Transcribe the entries, keeping every character the same.

*** Begin section ***

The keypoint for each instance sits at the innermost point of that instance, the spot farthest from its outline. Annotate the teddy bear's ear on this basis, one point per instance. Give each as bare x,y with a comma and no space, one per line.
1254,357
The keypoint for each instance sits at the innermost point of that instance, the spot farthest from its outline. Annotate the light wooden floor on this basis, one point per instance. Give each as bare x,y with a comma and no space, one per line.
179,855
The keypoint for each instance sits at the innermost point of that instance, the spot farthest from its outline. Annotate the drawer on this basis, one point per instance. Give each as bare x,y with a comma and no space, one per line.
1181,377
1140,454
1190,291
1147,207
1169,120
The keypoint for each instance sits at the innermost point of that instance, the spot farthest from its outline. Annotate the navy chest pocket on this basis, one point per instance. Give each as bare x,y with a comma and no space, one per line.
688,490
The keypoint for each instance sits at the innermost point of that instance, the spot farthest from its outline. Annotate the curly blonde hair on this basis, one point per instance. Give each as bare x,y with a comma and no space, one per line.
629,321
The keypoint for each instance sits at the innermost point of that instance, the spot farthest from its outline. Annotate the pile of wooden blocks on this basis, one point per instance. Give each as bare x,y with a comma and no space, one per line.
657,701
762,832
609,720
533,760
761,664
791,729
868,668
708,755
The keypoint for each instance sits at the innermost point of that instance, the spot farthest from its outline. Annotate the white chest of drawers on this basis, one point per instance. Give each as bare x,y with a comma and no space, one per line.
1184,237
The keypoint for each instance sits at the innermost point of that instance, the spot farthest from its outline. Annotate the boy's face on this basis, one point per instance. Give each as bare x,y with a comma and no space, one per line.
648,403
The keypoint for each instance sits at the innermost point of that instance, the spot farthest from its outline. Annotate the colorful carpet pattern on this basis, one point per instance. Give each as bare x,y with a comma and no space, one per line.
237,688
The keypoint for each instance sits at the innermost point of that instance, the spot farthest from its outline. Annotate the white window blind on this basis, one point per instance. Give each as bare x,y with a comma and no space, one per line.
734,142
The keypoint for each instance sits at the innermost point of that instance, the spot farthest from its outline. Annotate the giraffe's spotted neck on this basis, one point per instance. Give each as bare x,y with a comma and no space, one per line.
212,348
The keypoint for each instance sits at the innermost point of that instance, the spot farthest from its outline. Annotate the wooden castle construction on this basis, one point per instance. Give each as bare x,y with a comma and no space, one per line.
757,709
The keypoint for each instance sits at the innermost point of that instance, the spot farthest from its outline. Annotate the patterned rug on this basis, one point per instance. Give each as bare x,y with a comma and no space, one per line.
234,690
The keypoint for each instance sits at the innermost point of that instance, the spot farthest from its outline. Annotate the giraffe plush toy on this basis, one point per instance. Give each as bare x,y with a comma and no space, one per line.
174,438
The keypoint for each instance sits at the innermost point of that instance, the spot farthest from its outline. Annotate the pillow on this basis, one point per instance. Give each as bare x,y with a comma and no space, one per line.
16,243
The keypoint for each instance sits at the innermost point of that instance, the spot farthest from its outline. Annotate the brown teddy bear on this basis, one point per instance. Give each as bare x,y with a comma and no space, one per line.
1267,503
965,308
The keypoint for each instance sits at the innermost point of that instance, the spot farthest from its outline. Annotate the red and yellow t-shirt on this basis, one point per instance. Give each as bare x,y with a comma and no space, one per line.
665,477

*** End section ***

__YOUR RESPONSE__.
The keypoint for each instance sits at the innermost point of that instance, the spot farthest from its outline. Annotate the teddy bear's ear on this basis, one point per instance. Give each as bare x,y with a comma and no space, one per line.
1254,357
The keypoint for each instance sits at the innermost point of that instance, the spot farthest from its outline. Annotate the light wooden floor on this basis, one point per instance. Give each as bare x,y with a comma and no space, one per line.
179,855
The keypoint for each instance sits at the innermost point of that instance, the spot farthest from its outline. Annotate the drawer on this basis, one point per instance. Give each as bare x,y with a comma and no space, one per line.
1181,377
1140,454
1190,291
1147,207
1169,120
The keypoint for each instance sits at the innermost point of that instance, the spot farthest from its outline. Annotate the navy chest pocket on this basis, one point per instance. Give each as bare x,y with a comma and no space, one per line.
688,490
The keypoint for each instance sits at the innermost point of that instance, the spot farthest from its outline. Annotate the curly blonde hair on this basis, one point per instance. Give each as bare x,y with a comma and no space, one per line.
629,321
The keypoint for each instance sits at the innermost point of that instance, the spot farthest from its outline. Annotate the pile of wooden blocks on this basis, one point per instance. Give each as bare x,y with a comma and no space, one per line.
657,701
762,832
609,720
533,760
761,664
791,729
868,668
708,755
The keypoint for each instance sits at the innermost point of that instance, the spot farthest from its outline. Annotate the white chest of drawers on this basis, one point per instance. Give each as bare x,y with a comma and no space, one per line.
1184,237
The keypoint for each instance sits at the innermost point of that instance, the spot farthest from its outline. Annotate the boy's face on this basis, one point per instance. Give each as bare x,y with a comma and no space, one per line.
648,403
The keypoint for each instance sits at the innermost point of that instance, the spot farthest from its outline. Annotate the colorful carpet pattern on this basis, one point per instance. Give each as bare x,y with a comma and no space, one per line.
237,688
The keypoint for each instance sits at the innermost point of that instance, the spot farthest from its outline. Annotate the white window blind on this basis, one point per instance. Give each as bare x,y with a comma and no space, one per line.
734,142
The keypoint for each instance sits at the innermost point of that instance, the spot farthest from its outline. Annotate the giraffe's spotted neck on this basis, one point per instance. Give each as bare x,y with a comma and no space, one per line.
212,348
The keypoint for each instance sits at the innermost point of that instance, the spot farthest from its outline. Annotate the wooden castle construction on this basis, one point per instance. Give each as bare x,y with a comma and no space, one per line.
757,709
The keypoint for each instance sits at the innermost point of that instance, the spot farthest from its outline. Annotate the patterned rug on this basis, one point per instance. Give each as bare x,y with a comma and no space, one per line.
234,690
The keypoint for each instance sits at the innermost point of that instance, the spot farthest from its outline. Annotate the giraffe plush toy on this basis, one point per instance. Give each as bare x,y with a comma and no space, one per line.
174,438
The keypoint for each instance sits at the innermost point of that instance, the spot farthest from its outline. Annotate the pillow on this basis, one point per instance. Give each as bare x,y with a comma and no space, one per line.
16,243
The keypoint for each instance sits at the innermost point of that instance, the spot farthest from its outline. Annotate the brown teddy bear on this basis, one point per instance. Give each as bare x,y with a comma and no space, one per line.
1267,503
965,308
The keypoint for each instance sits at the innermost point of that instance, the spot farthest from its outline. Annotate the red and yellow t-shirt on this basis, one point per instance. Give each as bare x,y with a comma and no space, one per line.
665,477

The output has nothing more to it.